═════ Material to process
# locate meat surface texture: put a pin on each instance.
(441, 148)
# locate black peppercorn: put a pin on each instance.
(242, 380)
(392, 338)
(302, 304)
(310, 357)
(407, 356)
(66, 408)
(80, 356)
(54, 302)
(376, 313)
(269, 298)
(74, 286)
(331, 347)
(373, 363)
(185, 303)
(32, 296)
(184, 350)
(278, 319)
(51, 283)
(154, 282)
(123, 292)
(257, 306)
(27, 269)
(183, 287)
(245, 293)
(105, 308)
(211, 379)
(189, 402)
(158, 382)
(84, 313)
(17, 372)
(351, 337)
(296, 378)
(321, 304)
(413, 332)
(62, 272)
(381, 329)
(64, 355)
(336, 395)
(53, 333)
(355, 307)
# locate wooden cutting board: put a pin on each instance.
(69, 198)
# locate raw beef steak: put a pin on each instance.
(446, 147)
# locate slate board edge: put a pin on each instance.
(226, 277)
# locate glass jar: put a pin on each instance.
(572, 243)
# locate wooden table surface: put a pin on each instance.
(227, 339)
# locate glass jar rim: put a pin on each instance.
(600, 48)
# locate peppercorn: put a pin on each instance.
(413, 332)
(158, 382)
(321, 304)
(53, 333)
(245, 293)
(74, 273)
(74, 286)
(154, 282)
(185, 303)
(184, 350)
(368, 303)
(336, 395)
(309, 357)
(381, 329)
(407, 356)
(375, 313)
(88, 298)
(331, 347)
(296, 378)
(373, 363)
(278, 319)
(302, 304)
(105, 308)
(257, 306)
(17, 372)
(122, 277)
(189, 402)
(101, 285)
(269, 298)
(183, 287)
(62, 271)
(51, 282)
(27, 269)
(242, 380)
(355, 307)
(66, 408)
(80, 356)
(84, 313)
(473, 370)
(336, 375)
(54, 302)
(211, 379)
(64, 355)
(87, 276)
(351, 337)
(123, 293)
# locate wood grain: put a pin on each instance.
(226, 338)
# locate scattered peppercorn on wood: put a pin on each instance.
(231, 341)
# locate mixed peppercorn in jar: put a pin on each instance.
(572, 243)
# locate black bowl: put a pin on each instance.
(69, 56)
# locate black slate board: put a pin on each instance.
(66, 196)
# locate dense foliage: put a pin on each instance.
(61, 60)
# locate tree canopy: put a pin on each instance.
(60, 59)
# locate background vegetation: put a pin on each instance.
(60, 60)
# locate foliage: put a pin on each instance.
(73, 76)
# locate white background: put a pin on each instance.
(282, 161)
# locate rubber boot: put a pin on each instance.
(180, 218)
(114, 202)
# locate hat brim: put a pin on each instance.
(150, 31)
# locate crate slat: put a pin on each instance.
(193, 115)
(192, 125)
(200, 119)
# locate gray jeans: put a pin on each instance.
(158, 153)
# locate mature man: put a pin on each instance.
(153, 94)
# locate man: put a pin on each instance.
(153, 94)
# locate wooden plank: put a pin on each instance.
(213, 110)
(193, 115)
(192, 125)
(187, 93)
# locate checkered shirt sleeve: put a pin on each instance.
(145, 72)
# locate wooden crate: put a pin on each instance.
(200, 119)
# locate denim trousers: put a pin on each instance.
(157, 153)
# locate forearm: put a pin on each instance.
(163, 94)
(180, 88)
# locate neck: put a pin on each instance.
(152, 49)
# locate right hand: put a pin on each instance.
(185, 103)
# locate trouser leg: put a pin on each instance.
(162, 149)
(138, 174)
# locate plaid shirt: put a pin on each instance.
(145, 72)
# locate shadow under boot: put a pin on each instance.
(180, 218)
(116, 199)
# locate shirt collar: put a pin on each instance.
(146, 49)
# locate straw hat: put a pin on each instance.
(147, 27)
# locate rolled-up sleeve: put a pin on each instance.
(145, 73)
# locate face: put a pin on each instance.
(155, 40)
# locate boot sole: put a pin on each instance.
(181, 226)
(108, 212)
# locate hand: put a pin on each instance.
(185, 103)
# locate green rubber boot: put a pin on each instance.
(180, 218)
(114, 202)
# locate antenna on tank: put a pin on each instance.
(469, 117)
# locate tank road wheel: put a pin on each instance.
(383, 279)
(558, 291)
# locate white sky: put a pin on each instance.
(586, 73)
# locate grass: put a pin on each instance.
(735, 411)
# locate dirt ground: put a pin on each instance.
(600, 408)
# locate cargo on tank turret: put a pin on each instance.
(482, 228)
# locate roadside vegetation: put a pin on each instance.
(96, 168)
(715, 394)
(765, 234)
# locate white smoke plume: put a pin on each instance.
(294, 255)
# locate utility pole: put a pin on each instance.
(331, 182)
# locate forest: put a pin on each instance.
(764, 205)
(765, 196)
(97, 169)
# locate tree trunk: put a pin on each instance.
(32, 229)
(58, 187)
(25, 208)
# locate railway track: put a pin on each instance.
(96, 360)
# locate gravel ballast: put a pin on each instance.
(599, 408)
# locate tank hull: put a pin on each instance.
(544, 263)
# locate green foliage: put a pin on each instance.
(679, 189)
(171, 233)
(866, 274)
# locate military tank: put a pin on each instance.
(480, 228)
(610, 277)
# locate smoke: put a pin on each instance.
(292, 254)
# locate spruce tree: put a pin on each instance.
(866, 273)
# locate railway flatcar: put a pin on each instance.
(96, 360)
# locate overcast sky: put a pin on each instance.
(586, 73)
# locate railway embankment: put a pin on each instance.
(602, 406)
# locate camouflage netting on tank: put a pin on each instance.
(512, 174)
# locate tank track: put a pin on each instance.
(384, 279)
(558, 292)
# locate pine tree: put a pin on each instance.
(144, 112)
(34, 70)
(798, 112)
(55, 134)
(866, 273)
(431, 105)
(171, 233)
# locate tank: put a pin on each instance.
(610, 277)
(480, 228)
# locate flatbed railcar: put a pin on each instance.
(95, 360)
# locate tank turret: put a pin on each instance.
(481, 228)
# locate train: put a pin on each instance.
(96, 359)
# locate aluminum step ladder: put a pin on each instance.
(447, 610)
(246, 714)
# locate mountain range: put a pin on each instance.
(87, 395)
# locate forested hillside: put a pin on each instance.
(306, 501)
══════════
**Directive**
Copy out the material from the line that contains "# locate railway embankment: put" through its final line, requests included. Offset every coordinate in the answers by adding 25 to it.

**Output**
# locate railway embankment: put a pin on each instance.
(627, 431)
# locate camouflage netting on tank: put a pin on each instance.
(537, 199)
# locate tank track: put a pin on each instance.
(409, 304)
(583, 317)
# locate pine tree: put a pin on each instance.
(169, 137)
(59, 95)
(823, 137)
(80, 159)
(891, 298)
(456, 130)
(196, 258)
# locate tank: put a pin on each instance.
(635, 302)
(505, 253)
# locate flatbed railcar: put a pin on each instance.
(120, 385)
# locate tank turret: put a pin on each instance.
(506, 253)
# locate train: put a pin on each instance.
(121, 384)
# locate aluminum step ladder: put a pin on each instance.
(472, 635)
(271, 739)
# locate mountain range: put a pin on each instance.
(112, 420)
# locate forested hillside: put a pin on each instance.
(331, 526)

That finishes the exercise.